Bytes 13-16 comprise the IPv4 Source Address field. The bytes in the hex dump are 7f 00 00 01. 0x7F to decimal is 127, so the source IP address is 127.0.0.1. The next 4 bytes are the Destination Address, and the value is the same.

The rest of the hex dump is the IPv4 packet’s payload (in this case, a UDP datagram).

UDP Datagram Header

Removing the IPv4 header, here’s what’s left of the hex dump:

ce 47 15 30 00 0e fe 21 68 65 6c 6c 6f 0a

These bytes comprise a single UDP datagram. We can use this diagram to interpret these bytes: UDP Datagram Diagram

Source Port

The first 2 bytes comprise the source port. In the hex dump these bytes are 0xCE47, or 52807.

Destination Port

Bytes 3 and 4 are the destination port. In the hex dump these bytes are 0x1530 or 5424 in decimal.

▶ Objectives:
• A. What decimal value does the packet walkthrough give for the UDP source port?
• B. Reproduce the packet walkthrough word for word from "ce 47 15 30" to "5424 in decimal.".
The records below come from a separate source.

▶ Record list:
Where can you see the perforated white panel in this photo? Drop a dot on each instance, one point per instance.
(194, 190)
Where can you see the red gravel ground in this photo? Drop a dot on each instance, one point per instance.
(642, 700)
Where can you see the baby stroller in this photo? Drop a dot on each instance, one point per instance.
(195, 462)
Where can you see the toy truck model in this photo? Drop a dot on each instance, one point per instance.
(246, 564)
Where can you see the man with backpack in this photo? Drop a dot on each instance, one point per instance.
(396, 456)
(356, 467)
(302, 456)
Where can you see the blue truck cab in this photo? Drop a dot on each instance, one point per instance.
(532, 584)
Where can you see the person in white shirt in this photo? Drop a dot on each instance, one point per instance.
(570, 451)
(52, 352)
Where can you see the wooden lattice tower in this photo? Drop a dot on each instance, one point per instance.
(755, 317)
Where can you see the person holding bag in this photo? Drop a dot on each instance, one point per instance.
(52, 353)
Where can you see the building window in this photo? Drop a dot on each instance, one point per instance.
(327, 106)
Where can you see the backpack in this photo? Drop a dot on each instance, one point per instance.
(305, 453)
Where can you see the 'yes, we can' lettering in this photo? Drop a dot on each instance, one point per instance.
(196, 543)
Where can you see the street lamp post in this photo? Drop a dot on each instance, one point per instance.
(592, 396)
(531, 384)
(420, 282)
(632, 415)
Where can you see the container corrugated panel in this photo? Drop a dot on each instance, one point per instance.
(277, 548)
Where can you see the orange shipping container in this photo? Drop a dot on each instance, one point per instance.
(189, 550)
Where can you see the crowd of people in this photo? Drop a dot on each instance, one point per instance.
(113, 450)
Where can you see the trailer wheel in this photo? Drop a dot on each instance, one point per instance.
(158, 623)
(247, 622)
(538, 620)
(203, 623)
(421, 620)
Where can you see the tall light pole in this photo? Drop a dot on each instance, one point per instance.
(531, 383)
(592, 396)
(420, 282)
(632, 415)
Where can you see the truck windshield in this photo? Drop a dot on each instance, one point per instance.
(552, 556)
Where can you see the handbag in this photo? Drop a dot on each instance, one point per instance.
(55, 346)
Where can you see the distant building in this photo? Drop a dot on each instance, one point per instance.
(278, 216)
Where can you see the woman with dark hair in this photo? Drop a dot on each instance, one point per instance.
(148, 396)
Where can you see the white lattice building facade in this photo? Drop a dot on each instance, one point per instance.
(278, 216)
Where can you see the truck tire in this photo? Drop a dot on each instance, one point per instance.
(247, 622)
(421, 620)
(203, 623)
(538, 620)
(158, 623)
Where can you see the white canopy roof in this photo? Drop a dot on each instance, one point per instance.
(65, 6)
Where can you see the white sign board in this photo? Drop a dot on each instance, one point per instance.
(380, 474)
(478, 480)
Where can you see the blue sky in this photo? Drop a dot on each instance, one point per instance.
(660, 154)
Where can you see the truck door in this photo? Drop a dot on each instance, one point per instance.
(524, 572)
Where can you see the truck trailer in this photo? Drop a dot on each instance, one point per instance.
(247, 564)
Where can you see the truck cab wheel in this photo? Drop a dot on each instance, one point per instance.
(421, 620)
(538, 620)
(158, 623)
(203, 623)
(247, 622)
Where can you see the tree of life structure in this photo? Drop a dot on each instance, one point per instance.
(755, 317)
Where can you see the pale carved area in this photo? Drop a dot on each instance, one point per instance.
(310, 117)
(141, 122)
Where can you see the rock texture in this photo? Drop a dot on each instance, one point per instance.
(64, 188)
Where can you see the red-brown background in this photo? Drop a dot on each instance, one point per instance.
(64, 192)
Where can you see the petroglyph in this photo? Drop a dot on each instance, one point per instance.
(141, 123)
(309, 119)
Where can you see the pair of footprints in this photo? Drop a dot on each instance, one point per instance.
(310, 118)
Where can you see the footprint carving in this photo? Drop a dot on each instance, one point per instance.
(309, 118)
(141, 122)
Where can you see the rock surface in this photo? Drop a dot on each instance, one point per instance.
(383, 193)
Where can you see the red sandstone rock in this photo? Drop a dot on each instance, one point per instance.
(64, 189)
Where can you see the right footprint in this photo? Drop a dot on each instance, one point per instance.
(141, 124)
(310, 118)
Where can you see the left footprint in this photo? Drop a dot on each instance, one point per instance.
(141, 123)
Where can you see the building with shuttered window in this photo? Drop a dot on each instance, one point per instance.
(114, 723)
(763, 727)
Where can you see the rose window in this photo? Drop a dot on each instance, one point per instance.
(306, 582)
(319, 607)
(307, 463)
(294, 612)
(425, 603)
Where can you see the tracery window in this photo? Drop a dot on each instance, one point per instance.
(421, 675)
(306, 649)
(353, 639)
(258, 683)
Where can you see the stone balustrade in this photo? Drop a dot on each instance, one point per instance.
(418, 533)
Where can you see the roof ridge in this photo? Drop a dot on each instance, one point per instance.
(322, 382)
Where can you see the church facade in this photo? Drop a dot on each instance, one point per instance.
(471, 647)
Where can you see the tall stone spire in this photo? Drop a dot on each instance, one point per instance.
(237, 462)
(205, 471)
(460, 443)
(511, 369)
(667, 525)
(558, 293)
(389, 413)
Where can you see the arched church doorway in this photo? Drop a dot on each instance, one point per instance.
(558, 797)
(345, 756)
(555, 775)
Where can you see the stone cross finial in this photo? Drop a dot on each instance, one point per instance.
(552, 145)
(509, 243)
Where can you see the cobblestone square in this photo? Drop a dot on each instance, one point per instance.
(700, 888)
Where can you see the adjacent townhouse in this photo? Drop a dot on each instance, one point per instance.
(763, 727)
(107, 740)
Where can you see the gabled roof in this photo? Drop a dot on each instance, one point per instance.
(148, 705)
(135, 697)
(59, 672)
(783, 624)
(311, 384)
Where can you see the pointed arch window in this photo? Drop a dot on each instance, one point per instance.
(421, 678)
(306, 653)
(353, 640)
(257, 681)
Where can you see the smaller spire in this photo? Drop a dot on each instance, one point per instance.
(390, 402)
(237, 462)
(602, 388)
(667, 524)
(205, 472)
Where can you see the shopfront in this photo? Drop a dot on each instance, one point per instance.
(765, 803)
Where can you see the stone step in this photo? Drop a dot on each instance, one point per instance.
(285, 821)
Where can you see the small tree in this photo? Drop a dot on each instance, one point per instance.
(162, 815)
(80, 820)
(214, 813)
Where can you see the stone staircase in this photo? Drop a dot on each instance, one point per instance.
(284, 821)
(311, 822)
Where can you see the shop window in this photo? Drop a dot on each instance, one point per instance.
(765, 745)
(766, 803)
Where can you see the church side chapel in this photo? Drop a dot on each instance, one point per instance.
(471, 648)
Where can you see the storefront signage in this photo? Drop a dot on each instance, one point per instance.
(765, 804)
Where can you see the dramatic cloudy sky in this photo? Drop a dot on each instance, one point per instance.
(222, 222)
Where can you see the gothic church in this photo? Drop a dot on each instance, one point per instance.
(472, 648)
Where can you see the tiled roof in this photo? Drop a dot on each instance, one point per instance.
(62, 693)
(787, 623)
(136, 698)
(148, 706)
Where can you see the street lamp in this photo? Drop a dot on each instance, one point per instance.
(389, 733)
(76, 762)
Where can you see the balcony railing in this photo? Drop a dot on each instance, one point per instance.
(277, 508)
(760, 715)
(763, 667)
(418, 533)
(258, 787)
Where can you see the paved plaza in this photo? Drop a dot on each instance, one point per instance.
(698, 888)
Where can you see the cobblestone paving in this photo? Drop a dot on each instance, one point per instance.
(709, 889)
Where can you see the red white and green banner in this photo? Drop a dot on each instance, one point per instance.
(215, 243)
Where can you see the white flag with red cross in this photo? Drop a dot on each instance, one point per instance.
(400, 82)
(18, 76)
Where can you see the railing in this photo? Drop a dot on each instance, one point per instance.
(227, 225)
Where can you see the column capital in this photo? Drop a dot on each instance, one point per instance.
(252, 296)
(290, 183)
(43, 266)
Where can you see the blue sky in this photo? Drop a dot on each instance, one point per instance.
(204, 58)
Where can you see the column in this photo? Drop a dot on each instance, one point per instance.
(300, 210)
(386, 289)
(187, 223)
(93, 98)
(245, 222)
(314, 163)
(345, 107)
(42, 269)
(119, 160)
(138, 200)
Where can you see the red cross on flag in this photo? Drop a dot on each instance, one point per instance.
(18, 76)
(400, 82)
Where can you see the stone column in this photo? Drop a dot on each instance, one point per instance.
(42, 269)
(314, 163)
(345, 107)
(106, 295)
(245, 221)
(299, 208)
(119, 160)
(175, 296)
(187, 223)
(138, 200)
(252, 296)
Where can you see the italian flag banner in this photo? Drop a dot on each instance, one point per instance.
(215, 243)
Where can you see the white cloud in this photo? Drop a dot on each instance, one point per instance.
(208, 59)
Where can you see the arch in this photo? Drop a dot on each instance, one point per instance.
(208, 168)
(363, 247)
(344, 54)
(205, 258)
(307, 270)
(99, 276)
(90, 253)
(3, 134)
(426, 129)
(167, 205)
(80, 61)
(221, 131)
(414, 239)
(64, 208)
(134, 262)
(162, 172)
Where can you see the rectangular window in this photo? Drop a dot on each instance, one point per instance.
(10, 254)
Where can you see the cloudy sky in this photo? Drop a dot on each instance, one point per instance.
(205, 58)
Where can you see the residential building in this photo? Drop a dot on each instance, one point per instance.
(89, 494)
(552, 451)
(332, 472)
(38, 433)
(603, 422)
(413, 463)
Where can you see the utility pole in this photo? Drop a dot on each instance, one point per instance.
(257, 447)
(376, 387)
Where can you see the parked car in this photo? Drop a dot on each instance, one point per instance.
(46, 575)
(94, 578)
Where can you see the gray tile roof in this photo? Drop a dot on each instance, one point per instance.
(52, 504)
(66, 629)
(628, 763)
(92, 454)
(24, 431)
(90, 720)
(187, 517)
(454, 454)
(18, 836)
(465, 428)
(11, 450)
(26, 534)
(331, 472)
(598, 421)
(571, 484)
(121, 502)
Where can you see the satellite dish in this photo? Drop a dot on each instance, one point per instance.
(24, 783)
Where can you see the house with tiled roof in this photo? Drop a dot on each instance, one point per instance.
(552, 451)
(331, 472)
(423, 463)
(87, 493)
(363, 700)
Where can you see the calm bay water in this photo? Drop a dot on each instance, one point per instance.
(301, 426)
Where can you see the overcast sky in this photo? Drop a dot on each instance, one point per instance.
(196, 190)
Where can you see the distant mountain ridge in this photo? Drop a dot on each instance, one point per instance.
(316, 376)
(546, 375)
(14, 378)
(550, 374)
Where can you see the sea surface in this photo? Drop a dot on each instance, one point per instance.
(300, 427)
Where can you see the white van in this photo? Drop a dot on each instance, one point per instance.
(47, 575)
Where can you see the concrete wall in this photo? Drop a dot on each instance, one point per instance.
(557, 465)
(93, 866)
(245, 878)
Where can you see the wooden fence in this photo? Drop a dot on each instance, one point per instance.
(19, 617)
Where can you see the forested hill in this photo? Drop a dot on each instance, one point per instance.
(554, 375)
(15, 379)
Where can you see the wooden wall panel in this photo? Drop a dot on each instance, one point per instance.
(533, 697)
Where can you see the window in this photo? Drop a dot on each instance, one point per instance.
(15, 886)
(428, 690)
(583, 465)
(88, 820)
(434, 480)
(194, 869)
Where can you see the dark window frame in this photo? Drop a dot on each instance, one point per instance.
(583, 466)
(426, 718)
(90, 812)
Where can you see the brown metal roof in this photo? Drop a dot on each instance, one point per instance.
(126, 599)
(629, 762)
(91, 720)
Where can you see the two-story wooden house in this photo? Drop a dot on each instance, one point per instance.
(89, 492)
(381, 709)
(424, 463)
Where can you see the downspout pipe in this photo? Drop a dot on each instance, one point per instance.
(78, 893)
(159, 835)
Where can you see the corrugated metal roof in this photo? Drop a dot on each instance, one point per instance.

▶ Per-task outputs:
• A. 52807

• B.
ce 47 15 30 00 0e fe 21 68 65 6c 6c 6f 0a

These bytes comprise a single UDP datagram. We can use this diagram to interpret these bytes: UDP Datagram Diagram

Source Port

The first 2 bytes comprise the source port. In the hex dump these bytes are 0xCE47, or 52807.

Destination Port

Bytes 3 and 4 are the destination port. In the hex dump these bytes are 0x1530 or 5424 in decimal.